Things to do:
[1] Write out the part of the SIL overview from "6. Gate: creates" to "the right side.".
[2] Using the SIL overview, decide whether each statement is true, and answer yes or no with the words from the overview that decide it, quoted exactly. (a) Gate selects the left side of the pair when its input is Zero. (b) The master branch is recommended as the most up-to-date. (c) Trace evaluates its expression before echoing it to the console.
-- Page text start --
SIL's type system is very simple. It's constructed of a generic "data" type, a pair type, and an arrow type (taking a type and returning a type). I'm working on adding refinement typing which will be the key to runtime optimizations.

At the stage I'm at, I believe I have demonstrated that general purpose computing is possible in SIL. For evidence, please look at the tictactoe.sil file, which implements a 2-player (no AI) game. If you're not convinced this is an adequate demonstration, please tell me something else to write!

(note: the master branch is outdated, for the best mix of up-to-dateness and non-brokeness, try the pairType branch)

The Core Grammar

  1. Zero: this can represent the number zero, or a terminator
  2. Pair: this is a pair of other expressions. We can use nested pairs to represent lists, numbers, or really any form of data.
  3. Var: this is misnamed. It actually represents the current closure environment. by manipulating it, we can pull out specific variables
  4. App: this feeds data to a function
  5. Anno: this is a deprecated instruction, applying one expression encoding a type annotation to another expression, to be evaluated at compile time. In the refinementTypes branch, work is being made to replace this with a more generic "Check" expression that allows checking an expression against a precondition function.
  6. Gate: creates conditional behavior. What is passed in acts as a switch which needs to be applied to a Pair. If the input is Zero, it selects the left side of the pair, anything else, and it selects the right side.
  7. PLeft: returns the left side of a Pair
  8. PRight: returns the right side of a Pair
  9. Trace: this instruction is simply used for debugging while designing the rest of the language. It echoes the expression within to the console, then evaluates it.
  10. Closure: Originally this was a lambda expression, representing a function. For historical reasons (and possibly future reasons?), I changed this to a closure, but it mostly serves the purpose of a lambda - creating a function.
Using nested pairs we can represent a stack, and this representation is used for closure environments. Values on the stack are the left sides of pairs, and the right sides hold the remainder of the stack. Thus, PLeft Var is an expression representing the first value on the stack, and PLeft (PRight Var) represents the second value.

Functional programmers may be aware that a fixed point combinator can be used to make non-recursive functions recursive. Through this same principle, we can apply a non-recursive function to a church numeral together with a function to return a default value, and get a function that can recurse limited to the magnitude of the church numeral. This is how SIL handles recursion.


Most practical programs can potentially run forever. How can a language where all expressions terminate be useful?
-- Page text end --
-- Record set start --
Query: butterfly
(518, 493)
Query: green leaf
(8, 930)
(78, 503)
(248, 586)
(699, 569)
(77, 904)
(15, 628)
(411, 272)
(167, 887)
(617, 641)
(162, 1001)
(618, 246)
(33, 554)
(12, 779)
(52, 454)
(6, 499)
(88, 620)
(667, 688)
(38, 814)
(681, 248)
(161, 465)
-- Record set end --
Outputs for the tasks:
[1]
6. Gate: creates conditional behavior. What is passed in acts as a switch which needs to be applied to a Pair. If the input is Zero, it selects the left side of the pair, anything else, and it selects the right side.

[2]
(a) Yes: "If the input is Zero, it selects the left side of the pair"
(b) No: "the master branch is outdated"
(c) No: "It echoes the expression within to the console, then evaluates it."